Aim of the task → Write out every item below verbatim, leaving each line unchanged.

Supplied information →

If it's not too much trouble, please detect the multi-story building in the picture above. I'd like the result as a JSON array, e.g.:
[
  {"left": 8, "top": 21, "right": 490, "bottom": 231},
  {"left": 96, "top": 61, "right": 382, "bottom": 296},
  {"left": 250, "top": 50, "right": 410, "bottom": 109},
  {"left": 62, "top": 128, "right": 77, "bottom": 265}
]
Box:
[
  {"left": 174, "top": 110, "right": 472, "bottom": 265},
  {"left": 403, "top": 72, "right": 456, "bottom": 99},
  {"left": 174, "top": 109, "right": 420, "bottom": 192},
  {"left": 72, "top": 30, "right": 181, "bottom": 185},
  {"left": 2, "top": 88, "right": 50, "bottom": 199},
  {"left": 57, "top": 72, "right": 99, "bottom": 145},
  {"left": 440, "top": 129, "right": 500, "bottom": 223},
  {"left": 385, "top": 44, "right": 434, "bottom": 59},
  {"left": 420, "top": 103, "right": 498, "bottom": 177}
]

Reply to the exercise →
If it's not too much trouble, please detect the multi-story building in the picture above. I'd like the result as a JSON array, e.g.:
[
  {"left": 8, "top": 21, "right": 490, "bottom": 231},
  {"left": 96, "top": 61, "right": 382, "bottom": 296},
  {"left": 250, "top": 50, "right": 410, "bottom": 109},
  {"left": 62, "top": 128, "right": 77, "bottom": 265}
]
Box:
[
  {"left": 174, "top": 110, "right": 472, "bottom": 265},
  {"left": 403, "top": 72, "right": 456, "bottom": 99},
  {"left": 174, "top": 109, "right": 420, "bottom": 192},
  {"left": 72, "top": 30, "right": 181, "bottom": 185},
  {"left": 2, "top": 88, "right": 50, "bottom": 199},
  {"left": 57, "top": 72, "right": 99, "bottom": 145},
  {"left": 440, "top": 129, "right": 500, "bottom": 223},
  {"left": 385, "top": 44, "right": 434, "bottom": 59},
  {"left": 420, "top": 103, "right": 498, "bottom": 177}
]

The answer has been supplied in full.